DO THIS> Output, verbatim, the items below starting at the line containing "Please spot the wooden floor" and ending at the line containing "(1021, 639)", with both of those lines included.

INFORMATION SHOWN>
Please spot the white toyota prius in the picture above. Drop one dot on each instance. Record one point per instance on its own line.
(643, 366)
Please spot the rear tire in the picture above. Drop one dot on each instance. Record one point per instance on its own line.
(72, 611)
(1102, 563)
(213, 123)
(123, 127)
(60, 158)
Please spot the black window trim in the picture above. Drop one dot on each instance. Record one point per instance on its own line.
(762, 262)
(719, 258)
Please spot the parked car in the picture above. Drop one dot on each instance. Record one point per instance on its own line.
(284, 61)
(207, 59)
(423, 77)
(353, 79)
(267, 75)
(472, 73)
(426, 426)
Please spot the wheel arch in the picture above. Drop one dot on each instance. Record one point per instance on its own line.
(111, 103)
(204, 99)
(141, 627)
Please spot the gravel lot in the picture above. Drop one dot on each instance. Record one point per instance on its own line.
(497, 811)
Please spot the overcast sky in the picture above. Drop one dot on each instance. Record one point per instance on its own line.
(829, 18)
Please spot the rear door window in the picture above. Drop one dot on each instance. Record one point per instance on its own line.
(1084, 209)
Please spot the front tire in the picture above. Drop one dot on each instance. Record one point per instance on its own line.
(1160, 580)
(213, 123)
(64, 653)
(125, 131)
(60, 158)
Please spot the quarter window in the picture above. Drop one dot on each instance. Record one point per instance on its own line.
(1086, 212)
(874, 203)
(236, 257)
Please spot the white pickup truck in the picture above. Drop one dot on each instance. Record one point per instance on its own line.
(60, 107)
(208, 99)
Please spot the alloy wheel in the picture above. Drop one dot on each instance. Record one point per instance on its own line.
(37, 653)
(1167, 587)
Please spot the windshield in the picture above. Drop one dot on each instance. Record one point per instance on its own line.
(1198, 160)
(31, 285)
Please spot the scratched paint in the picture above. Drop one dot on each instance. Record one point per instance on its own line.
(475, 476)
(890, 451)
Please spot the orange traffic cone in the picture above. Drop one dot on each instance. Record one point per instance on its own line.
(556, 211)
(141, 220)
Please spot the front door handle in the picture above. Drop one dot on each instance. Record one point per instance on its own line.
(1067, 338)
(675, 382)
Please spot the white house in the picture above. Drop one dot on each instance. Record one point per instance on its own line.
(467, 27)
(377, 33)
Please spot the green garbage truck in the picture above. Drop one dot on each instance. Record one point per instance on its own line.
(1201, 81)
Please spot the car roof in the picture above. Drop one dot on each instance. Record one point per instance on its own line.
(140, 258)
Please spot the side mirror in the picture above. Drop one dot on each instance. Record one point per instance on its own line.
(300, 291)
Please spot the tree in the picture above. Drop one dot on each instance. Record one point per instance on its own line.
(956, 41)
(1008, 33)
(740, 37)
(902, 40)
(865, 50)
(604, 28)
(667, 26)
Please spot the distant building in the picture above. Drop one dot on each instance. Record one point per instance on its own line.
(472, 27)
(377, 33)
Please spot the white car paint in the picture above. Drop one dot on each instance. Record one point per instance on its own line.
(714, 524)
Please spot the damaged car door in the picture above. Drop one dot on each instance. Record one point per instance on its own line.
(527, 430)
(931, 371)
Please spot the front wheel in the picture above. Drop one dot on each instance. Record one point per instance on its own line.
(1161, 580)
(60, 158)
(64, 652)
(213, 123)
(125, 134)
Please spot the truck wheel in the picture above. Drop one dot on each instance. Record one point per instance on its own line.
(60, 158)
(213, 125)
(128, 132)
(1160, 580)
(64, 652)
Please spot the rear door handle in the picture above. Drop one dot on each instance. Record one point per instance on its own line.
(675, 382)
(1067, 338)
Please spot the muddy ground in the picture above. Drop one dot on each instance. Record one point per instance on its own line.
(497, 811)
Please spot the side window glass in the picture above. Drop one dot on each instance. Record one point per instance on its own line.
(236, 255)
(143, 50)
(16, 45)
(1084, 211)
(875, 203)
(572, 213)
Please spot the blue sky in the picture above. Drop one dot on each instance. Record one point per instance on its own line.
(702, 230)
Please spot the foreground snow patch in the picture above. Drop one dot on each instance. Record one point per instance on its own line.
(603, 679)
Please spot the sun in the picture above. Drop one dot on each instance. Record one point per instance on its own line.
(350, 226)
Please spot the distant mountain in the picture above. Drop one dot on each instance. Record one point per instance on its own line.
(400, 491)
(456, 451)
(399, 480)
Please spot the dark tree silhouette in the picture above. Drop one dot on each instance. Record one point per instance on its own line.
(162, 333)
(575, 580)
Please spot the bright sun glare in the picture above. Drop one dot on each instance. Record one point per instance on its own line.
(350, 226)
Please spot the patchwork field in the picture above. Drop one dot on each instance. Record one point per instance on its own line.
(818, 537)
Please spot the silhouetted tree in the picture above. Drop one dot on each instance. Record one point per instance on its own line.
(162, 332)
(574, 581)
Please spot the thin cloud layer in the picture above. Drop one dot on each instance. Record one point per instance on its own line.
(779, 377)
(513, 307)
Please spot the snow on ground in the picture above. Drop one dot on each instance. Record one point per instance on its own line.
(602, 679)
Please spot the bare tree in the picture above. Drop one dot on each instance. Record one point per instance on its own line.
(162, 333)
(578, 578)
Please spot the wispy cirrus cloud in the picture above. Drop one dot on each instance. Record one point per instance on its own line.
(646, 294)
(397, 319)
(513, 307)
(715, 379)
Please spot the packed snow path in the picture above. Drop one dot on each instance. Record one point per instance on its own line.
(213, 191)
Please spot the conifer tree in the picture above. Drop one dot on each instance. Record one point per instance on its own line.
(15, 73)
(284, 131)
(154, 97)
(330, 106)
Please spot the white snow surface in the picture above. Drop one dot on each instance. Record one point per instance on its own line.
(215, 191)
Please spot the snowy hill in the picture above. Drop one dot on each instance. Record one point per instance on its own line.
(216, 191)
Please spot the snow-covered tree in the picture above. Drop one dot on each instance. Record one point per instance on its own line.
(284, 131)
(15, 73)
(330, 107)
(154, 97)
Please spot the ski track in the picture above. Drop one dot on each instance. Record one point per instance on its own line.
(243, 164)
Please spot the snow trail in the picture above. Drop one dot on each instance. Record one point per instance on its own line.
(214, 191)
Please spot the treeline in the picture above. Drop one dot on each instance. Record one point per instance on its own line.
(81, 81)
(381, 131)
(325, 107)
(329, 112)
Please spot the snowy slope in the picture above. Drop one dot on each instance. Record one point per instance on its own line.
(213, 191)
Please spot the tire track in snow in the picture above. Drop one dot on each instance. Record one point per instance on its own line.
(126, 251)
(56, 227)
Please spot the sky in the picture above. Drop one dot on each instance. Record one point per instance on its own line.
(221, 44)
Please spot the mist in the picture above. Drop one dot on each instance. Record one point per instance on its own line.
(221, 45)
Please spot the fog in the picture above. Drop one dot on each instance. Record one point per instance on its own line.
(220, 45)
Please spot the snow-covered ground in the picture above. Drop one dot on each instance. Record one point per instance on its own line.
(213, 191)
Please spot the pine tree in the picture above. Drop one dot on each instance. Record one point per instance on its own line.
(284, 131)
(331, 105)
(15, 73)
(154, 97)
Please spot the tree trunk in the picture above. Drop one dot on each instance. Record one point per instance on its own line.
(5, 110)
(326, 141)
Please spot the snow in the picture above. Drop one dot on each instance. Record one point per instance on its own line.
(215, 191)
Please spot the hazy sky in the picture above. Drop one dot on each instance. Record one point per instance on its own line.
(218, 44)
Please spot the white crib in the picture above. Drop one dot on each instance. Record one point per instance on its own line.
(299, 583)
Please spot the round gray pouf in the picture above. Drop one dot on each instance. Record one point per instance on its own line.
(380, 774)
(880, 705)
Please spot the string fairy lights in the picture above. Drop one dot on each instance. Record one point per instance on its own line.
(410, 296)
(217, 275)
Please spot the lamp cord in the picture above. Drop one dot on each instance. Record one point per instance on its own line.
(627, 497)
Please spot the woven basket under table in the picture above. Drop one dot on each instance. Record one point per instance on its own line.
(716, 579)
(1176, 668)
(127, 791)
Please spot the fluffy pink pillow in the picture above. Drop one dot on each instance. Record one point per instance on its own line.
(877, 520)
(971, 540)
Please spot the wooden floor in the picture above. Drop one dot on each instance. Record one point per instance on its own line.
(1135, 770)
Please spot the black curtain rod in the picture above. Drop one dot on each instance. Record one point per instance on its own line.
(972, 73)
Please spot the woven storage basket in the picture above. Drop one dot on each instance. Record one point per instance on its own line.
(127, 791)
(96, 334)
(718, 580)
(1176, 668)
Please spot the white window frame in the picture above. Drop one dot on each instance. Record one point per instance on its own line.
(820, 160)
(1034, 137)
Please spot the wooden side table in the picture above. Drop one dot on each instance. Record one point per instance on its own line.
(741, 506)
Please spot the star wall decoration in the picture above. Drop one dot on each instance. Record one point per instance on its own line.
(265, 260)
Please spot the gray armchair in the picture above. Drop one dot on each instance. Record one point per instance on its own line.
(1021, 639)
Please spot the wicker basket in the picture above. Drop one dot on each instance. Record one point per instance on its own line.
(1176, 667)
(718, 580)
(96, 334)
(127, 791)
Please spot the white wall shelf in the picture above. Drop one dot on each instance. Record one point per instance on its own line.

WRITTEN REPLY>
Please spot the wooden floor in the picture above. Drop one dot on each instance. Record one point per instance on its own line.
(1135, 770)
Please spot the black curtain rod in the picture above. Drop one dot on each instance. Record one point per instance on its own line.
(972, 73)
Please spot the woven storage basket in the picture above. Drop one dot on each instance. Record one point per instance on its own line.
(127, 791)
(96, 334)
(718, 580)
(1176, 668)
Please spot the white window frame in the picture above. Drop one dot on each instance. Record one point per instance on its own line.
(820, 160)
(1034, 137)
Please spot the wooden side table in the picture above. Drop one dot on each instance. Record one point per instance on its own line.
(741, 506)
Please spot the star wall decoration in the picture above. Drop one dot on each instance. Record one point per instance on its own line.
(265, 260)
Please spot the gray armchair in the picture above. Drop one dot on each instance. Record one point per instance on its own line.
(1021, 639)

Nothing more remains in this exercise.